WORK ORDER -> Please copy every line with the string "segment" from the entries below.

--------------------

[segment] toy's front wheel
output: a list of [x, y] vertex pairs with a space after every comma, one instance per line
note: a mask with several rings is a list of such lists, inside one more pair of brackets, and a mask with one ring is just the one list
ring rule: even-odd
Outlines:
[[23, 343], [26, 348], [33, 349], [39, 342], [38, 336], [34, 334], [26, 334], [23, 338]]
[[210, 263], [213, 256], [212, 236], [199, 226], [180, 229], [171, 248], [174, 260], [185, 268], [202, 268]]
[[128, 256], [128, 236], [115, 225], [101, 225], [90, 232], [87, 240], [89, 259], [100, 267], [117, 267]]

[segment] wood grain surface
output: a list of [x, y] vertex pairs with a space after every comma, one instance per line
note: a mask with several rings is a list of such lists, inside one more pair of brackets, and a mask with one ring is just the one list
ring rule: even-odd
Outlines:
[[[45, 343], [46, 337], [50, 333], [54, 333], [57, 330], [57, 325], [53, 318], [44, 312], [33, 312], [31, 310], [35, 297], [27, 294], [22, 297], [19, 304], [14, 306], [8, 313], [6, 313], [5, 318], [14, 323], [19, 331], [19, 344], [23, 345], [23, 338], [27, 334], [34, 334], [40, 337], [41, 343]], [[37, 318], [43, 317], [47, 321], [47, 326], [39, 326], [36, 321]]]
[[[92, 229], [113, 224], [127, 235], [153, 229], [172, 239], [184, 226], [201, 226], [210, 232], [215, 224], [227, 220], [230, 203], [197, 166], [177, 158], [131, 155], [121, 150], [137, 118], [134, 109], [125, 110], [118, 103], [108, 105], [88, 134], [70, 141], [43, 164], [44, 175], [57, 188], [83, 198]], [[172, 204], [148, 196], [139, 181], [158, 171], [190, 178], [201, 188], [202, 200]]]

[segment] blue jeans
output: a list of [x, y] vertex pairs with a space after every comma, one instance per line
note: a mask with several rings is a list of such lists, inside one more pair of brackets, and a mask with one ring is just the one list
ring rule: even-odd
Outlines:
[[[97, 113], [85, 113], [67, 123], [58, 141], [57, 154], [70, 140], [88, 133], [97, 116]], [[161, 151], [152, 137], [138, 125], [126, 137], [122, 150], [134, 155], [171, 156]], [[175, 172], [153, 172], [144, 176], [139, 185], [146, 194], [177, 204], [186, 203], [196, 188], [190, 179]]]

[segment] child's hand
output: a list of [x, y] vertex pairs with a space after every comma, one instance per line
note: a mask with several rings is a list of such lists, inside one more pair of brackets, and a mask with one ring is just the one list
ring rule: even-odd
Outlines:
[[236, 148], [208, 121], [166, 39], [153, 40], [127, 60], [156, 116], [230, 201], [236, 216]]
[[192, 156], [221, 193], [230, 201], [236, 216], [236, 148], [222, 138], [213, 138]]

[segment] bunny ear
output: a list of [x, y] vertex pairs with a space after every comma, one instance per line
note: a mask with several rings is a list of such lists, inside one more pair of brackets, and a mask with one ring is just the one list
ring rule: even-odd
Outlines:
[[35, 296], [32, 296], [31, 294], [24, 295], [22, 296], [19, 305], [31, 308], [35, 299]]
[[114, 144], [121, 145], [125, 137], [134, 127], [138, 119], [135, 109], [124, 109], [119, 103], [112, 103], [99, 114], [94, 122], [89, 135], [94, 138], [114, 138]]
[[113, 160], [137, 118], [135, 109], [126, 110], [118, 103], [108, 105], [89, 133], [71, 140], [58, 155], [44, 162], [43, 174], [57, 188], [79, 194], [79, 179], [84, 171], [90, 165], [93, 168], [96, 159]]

--------------------

OUTPUT BELOW ->
[segment] toy's front wheel
[segment] wood grain surface
[segment] blue jeans
[segment] child's hand
[segment] bunny ear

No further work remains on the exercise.